WHAT YOU HAVE TO DO: Print the records below verbatim.

DATA UNDER STUDY:

━━━━━━━━

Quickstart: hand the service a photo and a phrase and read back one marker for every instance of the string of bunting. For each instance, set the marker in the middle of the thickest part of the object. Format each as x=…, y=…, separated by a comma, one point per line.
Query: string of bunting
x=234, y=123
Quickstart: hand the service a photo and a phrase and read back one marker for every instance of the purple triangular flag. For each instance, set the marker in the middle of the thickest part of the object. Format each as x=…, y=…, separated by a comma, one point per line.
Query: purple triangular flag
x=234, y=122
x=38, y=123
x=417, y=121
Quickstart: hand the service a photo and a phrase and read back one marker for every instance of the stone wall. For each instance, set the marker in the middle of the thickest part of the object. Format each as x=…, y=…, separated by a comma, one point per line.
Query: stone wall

━━━━━━━━

ANSWER TO THE PROBLEM:
Quickstart: hand the service a photo and a phrase and read back one marker for every instance of the string of bunting. For each instance, set the marker in the middle of the thickest part of the object. Format each as x=…, y=…, separated by a comma, one point per line.
Query: string of bunting
x=234, y=123
Quickstart: hand the service a photo and a phrase and read back one marker for every instance of the purple triangular flag. For each instance, set the marker in the middle of the thickest part of the object. Format each as x=…, y=…, separated by a comma, one point per line.
Query: purple triangular flag
x=234, y=122
x=38, y=123
x=417, y=121
Quickstart: hand the service a photo and a phrase and read back one marker for every instance of the stone wall. For each instance, set the marker in the middle of the thickest part of the object. Format each as x=…, y=…, separated by a comma, one point per line.
Query: stone wall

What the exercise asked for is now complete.